Hace poco una hermana en Cristo me decía: «Cuando pienso en la venida del Señor, mi corazón arde de alegría». Así tendría que ser para todos nosotros. Una niña de once años decía al volver de hacer un mandado: «Mamá, al cruzar la calle, veía las nubes correr tan de prisa que me paré para mirarlas, pensando que si el Señor volviera ahora mismo, querría ser yo la primera en verle». ¿Cuál era el secreto de la paz y felicidad de esta niña cuando sola, al anochecer, meditaba en el regreso de Cristo? Sencillamente este: conocía a la Persona esperada y confiaba en ella; la amaba aunque no la había visto; sabía que por la muerte expiatoria todos sus pecados habían sido, no solo perdonados, sino también olvidados por toda la eternidad.

◆ ◆ ◆ ◆

Instrucción
Responde a partir de la página:
(a) ¿Cuántos años tenía la niña?
(b) ¿Qué vio correr la niña al cruzar la calle?
(c) ¿Qué sabía la niña acerca de sus pecados?

Entradas proporcionadas
◆ ◆ ◆ ◆

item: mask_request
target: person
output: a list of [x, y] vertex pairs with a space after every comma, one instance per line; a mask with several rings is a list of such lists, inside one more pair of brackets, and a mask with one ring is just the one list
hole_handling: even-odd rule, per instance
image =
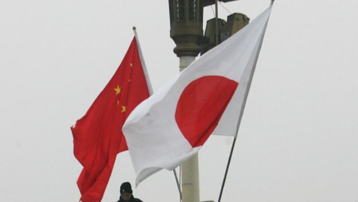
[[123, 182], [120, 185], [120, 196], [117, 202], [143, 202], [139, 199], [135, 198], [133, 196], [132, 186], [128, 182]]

◆ ◆ ◆ ◆

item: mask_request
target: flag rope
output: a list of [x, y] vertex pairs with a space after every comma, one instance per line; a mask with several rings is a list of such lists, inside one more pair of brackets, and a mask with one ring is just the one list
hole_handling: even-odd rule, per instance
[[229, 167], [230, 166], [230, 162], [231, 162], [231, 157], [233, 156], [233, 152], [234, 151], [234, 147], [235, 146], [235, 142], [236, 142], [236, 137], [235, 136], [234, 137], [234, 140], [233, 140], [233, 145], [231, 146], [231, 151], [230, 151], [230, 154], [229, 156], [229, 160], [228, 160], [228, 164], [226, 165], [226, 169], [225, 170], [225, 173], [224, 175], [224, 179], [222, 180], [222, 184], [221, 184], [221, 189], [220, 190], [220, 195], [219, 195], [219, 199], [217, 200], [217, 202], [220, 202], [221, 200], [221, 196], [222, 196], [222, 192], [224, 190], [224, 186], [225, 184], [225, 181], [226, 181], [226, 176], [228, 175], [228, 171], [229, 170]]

◆ ◆ ◆ ◆

Respuesta
(a) La niña tenía once años.
(b) Vio las nubes correr tan de prisa que se paró para mirarlas.
(c) Sabía que, por la muerte expiatoria, todos sus pecados habían sido no solo perdonados, sino también olvidados por toda la eternidad.